- Opening Delimiter -

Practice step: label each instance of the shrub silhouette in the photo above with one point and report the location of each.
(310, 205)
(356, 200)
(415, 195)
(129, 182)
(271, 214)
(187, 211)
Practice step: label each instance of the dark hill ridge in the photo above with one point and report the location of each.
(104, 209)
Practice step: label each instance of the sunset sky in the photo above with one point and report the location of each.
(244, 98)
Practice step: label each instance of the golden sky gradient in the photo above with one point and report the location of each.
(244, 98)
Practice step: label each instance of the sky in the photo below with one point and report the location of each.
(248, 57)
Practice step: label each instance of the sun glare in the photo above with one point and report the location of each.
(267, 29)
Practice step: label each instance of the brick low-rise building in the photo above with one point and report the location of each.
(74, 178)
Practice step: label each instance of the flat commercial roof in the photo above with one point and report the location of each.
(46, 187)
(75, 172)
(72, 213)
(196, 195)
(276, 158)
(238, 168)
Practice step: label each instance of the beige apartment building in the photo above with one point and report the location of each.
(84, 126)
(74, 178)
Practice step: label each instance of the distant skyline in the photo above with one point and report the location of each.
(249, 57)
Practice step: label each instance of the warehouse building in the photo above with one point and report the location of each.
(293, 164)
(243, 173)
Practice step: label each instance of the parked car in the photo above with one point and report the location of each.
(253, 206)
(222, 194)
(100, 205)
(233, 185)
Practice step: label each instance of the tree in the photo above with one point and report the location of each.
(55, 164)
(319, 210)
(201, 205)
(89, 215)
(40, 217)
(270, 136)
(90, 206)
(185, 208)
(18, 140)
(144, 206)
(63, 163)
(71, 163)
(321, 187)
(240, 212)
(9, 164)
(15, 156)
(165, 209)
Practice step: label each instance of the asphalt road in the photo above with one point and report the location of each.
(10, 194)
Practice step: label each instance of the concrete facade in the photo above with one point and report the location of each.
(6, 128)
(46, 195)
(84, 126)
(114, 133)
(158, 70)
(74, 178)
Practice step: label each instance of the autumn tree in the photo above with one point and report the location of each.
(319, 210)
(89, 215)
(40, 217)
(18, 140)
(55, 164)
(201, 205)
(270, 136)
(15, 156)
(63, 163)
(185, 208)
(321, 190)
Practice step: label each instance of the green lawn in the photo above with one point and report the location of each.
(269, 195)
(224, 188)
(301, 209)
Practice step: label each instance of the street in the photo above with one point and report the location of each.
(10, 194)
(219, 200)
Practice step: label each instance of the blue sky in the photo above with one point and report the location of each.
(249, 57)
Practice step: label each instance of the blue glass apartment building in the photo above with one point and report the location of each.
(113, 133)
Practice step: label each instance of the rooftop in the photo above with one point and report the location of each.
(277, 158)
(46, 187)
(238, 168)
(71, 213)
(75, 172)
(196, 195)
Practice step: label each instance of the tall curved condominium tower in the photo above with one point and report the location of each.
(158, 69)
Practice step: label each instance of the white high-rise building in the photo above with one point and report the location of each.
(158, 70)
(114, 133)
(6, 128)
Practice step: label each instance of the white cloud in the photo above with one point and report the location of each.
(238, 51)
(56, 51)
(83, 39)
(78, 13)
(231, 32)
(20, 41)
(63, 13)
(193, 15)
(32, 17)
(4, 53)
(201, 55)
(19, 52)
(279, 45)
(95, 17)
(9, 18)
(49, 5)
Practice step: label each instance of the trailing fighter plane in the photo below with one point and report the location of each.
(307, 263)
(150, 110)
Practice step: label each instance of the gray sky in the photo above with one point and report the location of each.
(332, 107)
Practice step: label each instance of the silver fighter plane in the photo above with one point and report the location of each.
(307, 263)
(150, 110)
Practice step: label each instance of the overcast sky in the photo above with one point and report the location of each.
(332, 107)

- Closing Delimiter -

→ WHAT NEEDS TO BE DONE: Please return only the lines from the one that contains "Practice step: label each instance of the silver" through the final line of the entries, each exactly as written.

→ FINISHED TASK:
Practice step: label each instance of the silver fighter plane in the photo above with one point and report the location of each.
(307, 263)
(150, 110)
Practice step: label each instance of the overcast sky in the photo above with one point and report the location of each.
(332, 107)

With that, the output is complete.